Entries supplied:
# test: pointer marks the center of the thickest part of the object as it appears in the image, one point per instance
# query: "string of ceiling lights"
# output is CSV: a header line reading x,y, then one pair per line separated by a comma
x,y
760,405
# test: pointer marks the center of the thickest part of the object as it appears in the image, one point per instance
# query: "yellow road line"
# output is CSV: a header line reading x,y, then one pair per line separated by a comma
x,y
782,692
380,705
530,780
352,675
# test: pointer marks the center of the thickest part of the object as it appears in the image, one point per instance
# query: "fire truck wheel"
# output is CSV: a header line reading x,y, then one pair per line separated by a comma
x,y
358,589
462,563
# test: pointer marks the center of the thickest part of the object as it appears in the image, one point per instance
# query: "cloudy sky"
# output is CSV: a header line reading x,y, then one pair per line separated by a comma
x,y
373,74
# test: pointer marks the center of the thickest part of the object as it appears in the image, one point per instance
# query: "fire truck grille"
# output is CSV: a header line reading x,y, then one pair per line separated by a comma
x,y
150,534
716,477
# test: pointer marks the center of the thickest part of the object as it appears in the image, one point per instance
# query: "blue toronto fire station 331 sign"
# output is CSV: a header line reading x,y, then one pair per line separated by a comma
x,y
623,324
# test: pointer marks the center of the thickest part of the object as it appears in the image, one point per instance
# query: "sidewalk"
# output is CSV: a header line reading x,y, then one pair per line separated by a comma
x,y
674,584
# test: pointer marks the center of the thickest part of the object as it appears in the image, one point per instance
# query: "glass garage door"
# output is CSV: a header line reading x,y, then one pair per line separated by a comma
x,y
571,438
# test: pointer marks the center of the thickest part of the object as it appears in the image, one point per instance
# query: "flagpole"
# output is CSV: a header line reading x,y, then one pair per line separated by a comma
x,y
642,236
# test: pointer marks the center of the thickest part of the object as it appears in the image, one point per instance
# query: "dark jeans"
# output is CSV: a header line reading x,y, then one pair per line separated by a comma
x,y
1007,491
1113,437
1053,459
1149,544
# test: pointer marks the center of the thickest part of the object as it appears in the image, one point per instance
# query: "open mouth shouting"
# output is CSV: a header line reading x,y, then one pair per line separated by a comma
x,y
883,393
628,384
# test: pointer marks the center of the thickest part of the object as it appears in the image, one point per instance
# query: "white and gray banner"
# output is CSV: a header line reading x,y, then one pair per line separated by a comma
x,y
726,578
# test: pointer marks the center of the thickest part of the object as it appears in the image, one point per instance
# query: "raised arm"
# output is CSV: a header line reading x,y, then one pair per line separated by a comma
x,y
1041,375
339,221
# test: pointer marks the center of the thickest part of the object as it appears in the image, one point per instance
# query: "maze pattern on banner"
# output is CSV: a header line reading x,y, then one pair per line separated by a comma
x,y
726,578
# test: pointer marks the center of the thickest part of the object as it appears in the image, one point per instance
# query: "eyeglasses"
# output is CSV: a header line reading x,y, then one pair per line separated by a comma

What is expected:
Search the entries for the word "fire", then copy every line in which it is found.

Task result:
# query: "fire truck wheel"
# query: "fire truck grille"
# query: "blue toronto fire station 331 sign"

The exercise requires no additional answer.